» TASK A
Duplicate the transcript on library censorship word for word.
» TASK B
In the entries, switch "Result" to "Output" in the lines starting at the one containing "baked bean |" and ending at the one containing "[[[3,65],[6,68],[6,69],[9,69],[10,65],[8,62],[3,62]]]". Return only those lines, with nothing else changed.

» DOCUMENT PASSAGE
--------

Emily Knox: Library information professionals take a principled stand against censorship. Sometimes that principled stand can actually contradict your own personal values. When I teach my students, I talk about professional versus personal values. Those won’t always mesh together, but it’s your duty and what you have signed up for as a professional librarian to take a principled stand against censorship in all forms. And you might not always…That might not always be the most comfortable thing for you to do.

Christiane: Standing against censorship is a crucial part of intellectual freedom, a core value that librarians try to uphold. Emily’s been thinking about intellectual freedom since she was a child.

Emily Knox: I’ve always loved thinking about banned books. My mom was a high school librarian and we always celebrated Banned Books Week and I was a voracious reader when I was little. And so books that I really, really like would often show up on those lists, and I did not understand. I was like, ‘I think I’m a good person, and I read these books. I don’t see why it’s a problem.’ That’s really how I got interested in this, just really thinking about what does it mean to ban a book? Why do people try to ban books? It’s really, as I talk about my work, a symbolic act. There’s no removing ideas, really.

Christiane: This symbolic act is emotionally loaded for everyone involved. The people defending a given book are obviously going to be passionate about books. However, most often the people challenging a book are challenging it not because they’re ignorant and they hate literature. They’re challenging it because they fervently believe in the power of books and words. For them, books are like sacred carriers of information, and thus can be truly transformative, but also truly dangerous.

Emily Knox: That is what they think, that the circulation of this idea will destroy the community, the state, the nation, the world. It really goes out that way. This is the downfall of western civilization as we know it because this book is available, which I wasn’t expecting when I started that research but that is how people discuss it. I would never say that it’s a coherent argument. It has a lot of passion that’s from the way we understand texts and books in our culture.

--------

» RAW RECORDS
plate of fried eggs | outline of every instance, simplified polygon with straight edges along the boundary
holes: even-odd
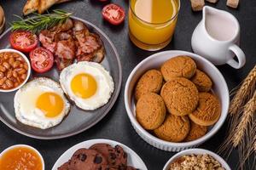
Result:
[[[32,71],[20,89],[1,93],[0,120],[16,132],[41,139],[69,137],[99,122],[115,103],[122,80],[117,50],[100,29],[76,20],[100,36],[104,60],[100,64],[74,62],[61,71]],[[9,47],[10,32],[0,37],[0,48]]]

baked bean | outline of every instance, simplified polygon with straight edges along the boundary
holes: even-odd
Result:
[[[1,78],[1,79],[0,79],[0,86],[2,86],[2,85],[5,82],[6,80],[7,80],[7,77],[6,77],[6,76]]]
[[[11,80],[9,80],[9,79],[7,79],[5,81],[5,83],[8,86],[8,88],[11,88],[14,87],[14,82]]]
[[[20,61],[16,60],[16,61],[14,63],[13,67],[14,67],[14,68],[17,68],[17,67],[20,65]]]
[[[0,71],[1,71],[2,72],[5,72],[6,68],[5,68],[4,66],[0,65]]]
[[[15,78],[18,76],[17,71],[13,71],[13,76],[15,77]]]
[[[26,74],[22,74],[20,77],[21,77],[21,79],[25,80],[26,77]]]
[[[18,58],[18,57],[20,57],[20,54],[16,54],[16,53],[13,53],[12,56],[13,56],[14,58]]]
[[[11,70],[9,70],[8,72],[7,72],[7,75],[6,75],[6,76],[7,76],[7,78],[9,78],[9,77],[11,77],[13,76],[13,74],[12,74],[12,71]]]
[[[13,65],[14,63],[15,63],[15,59],[14,59],[13,57],[9,58],[9,64],[10,65]]]
[[[27,71],[27,69],[28,69],[28,68],[27,68],[26,63],[24,64],[24,69],[25,69],[26,71]]]
[[[5,54],[4,54],[3,59],[4,59],[4,60],[8,60],[8,59],[9,59],[9,54],[8,54],[8,53],[5,53]]]
[[[2,88],[3,88],[3,89],[7,89],[7,88],[8,88],[8,86],[6,85],[6,83],[3,83],[3,84],[2,85]]]
[[[3,72],[1,72],[1,71],[0,71],[0,78],[3,78],[3,76],[4,76]]]
[[[22,75],[22,74],[24,74],[24,73],[26,73],[26,71],[25,70],[25,69],[20,69],[19,71],[18,71],[18,74],[19,75]]]
[[[0,53],[0,88],[18,87],[27,76],[28,65],[19,54]]]
[[[3,65],[6,68],[6,69],[9,69],[10,65],[8,62],[3,62]]]

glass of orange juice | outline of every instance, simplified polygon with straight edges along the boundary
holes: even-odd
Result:
[[[130,0],[129,37],[137,47],[155,51],[171,41],[180,0]]]

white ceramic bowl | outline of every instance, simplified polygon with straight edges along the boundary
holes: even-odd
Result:
[[[225,168],[225,170],[231,170],[230,166],[227,164],[227,162],[220,157],[218,155],[203,149],[189,149],[185,150],[183,151],[178,152],[177,154],[174,155],[165,165],[163,170],[170,170],[170,165],[172,162],[174,162],[176,159],[179,158],[180,156],[186,156],[186,155],[202,155],[202,154],[207,154],[209,156],[212,156],[214,159],[216,159],[223,167]]]
[[[208,133],[194,141],[173,143],[160,139],[146,131],[137,121],[135,111],[134,88],[139,77],[149,69],[157,69],[166,60],[177,55],[188,55],[196,63],[197,67],[205,71],[213,82],[212,90],[219,99],[221,104],[221,116],[218,121],[212,126]],[[139,57],[139,56],[138,56]],[[130,74],[125,84],[125,103],[128,116],[137,133],[148,144],[167,151],[180,151],[189,148],[194,148],[204,143],[213,136],[224,122],[229,109],[230,95],[224,78],[219,71],[206,59],[185,51],[165,51],[151,55],[139,63]]]
[[[120,144],[119,142],[113,141],[113,140],[108,140],[108,139],[91,139],[91,140],[87,140],[84,142],[81,142],[70,149],[68,149],[67,151],[65,151],[61,157],[57,160],[57,162],[55,163],[54,167],[52,167],[51,170],[57,170],[59,167],[61,167],[62,164],[64,164],[66,162],[67,162],[73,153],[78,150],[79,149],[81,148],[90,148],[90,146],[98,144],[98,143],[105,143],[108,144],[112,146],[115,146],[119,144],[121,146],[124,150],[127,153],[127,164],[129,166],[132,166],[136,168],[138,168],[140,170],[148,170],[145,163],[140,158],[137,153],[135,153],[131,149],[127,147],[126,145]]]
[[[33,151],[35,151],[38,156],[39,158],[41,159],[41,162],[42,162],[42,170],[44,170],[44,158],[42,156],[42,155],[40,154],[40,152],[38,150],[37,150],[35,148],[30,146],[30,145],[26,145],[26,144],[15,144],[15,145],[12,145],[9,148],[6,148],[3,151],[1,152],[0,154],[0,158],[2,156],[3,156],[7,151],[15,149],[15,148],[19,148],[19,147],[25,147],[25,148],[29,148],[31,150],[32,150]]]
[[[19,89],[20,88],[21,88],[27,82],[27,80],[30,76],[30,73],[31,73],[31,66],[30,66],[30,62],[29,62],[27,57],[24,54],[22,54],[21,52],[20,52],[18,50],[15,50],[15,49],[10,49],[10,48],[6,48],[6,49],[1,49],[0,50],[0,53],[5,53],[5,52],[12,52],[12,53],[19,54],[27,64],[27,75],[26,75],[26,77],[25,81],[21,84],[20,84],[19,86],[17,86],[15,88],[11,88],[11,89],[7,89],[7,90],[0,89],[0,92],[13,92],[13,91],[15,91],[15,90]]]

--------

» PROBLEM SOLUTION A
Emily Knox: Library information professionals take a principled stand against censorship. Sometimes that principled stand can actually contradict your own personal values. When I teach my students, I talk about professional versus personal values. Those won’t always mesh together, but it’s your duty and what you have signed up for as a professional librarian to take a principled stand against censorship in all forms. And you might not always…That might not always be the most comfortable thing for you to do.

Christiane: Standing against censorship is a crucial part of intellectual freedom, a core value that librarians try to uphold. Emily’s been thinking about intellectual freedom since she was a child.

Emily Knox: I’ve always loved thinking about banned books. My mom was a high school librarian and we always celebrated Banned Books Week and I was a voracious reader when I was little. And so books that I really, really like would often show up on those lists, and I did not understand. I was like, ‘I think I’m a good person, and I read these books. I don’t see why it’s a problem.’ That’s really how I got interested in this, just really thinking about what does it mean to ban a book? Why do people try to ban books? It’s really, as I talk about my work, a symbolic act. There’s no removing ideas, really.

Christiane: This symbolic act is emotionally loaded for everyone involved. The people defending a given book are obviously going to be passionate about books. However, most often the people challenging a book are challenging it not because they’re ignorant and they hate literature. They’re challenging it because they fervently believe in the power of books and words. For them, books are like sacred carriers of information, and thus can be truly transformative, but also truly dangerous.

Emily Knox: That is what they think, that the circulation of this idea will destroy the community, the state, the nation, the world. It really goes out that way. This is the downfall of western civilization as we know it because this book is available, which I wasn’t expecting when I started that research but that is how people discuss it. I would never say that it’s a coherent argument. It has a lot of passion that’s from the way we understand texts and books in our culture.

» PROBLEM SOLUTION B
baked bean | outline of every instance, simplified polygon with straight edges along the boundary
holes: even-odd
Output:
[[[1,78],[1,79],[0,79],[0,86],[2,86],[2,85],[5,82],[6,80],[7,80],[7,77],[6,77],[6,76]]]
[[[11,80],[9,80],[9,79],[7,79],[5,81],[5,83],[8,86],[8,88],[11,88],[14,87],[14,82]]]
[[[20,61],[16,60],[16,61],[14,63],[13,67],[14,67],[14,68],[17,68],[17,67],[20,65]]]
[[[0,71],[1,71],[2,72],[5,72],[6,68],[5,68],[4,66],[0,65]]]
[[[15,78],[18,76],[17,71],[13,71],[13,76],[15,77]]]
[[[26,74],[22,74],[20,77],[21,77],[21,79],[25,80],[26,77]]]
[[[18,58],[18,57],[20,57],[20,54],[16,54],[16,53],[13,53],[12,56],[13,56],[14,58]]]
[[[11,70],[9,70],[8,72],[7,72],[7,75],[6,75],[6,76],[7,76],[7,78],[9,78],[9,77],[11,77],[13,76],[13,74],[12,74],[12,71]]]
[[[13,65],[14,63],[15,63],[15,59],[14,59],[13,57],[9,58],[9,64],[10,65]]]
[[[27,71],[27,69],[28,69],[28,68],[27,68],[26,63],[24,64],[24,69],[25,69],[26,71]]]
[[[5,54],[4,54],[3,59],[4,59],[4,60],[8,60],[8,59],[9,59],[9,54],[8,54],[8,53],[5,53]]]
[[[2,88],[3,88],[3,89],[7,89],[7,88],[8,88],[8,86],[6,85],[6,83],[3,83],[3,84],[2,85]]]
[[[3,72],[1,72],[1,71],[0,71],[0,78],[3,78],[3,76],[4,76]]]
[[[22,75],[22,74],[24,74],[24,73],[26,73],[26,71],[25,70],[25,69],[20,69],[19,71],[18,71],[18,74],[19,75]]]
[[[0,53],[0,88],[18,87],[27,76],[28,65],[19,54]]]
[[[3,65],[6,68],[6,69],[9,69],[10,65],[8,62],[3,62]]]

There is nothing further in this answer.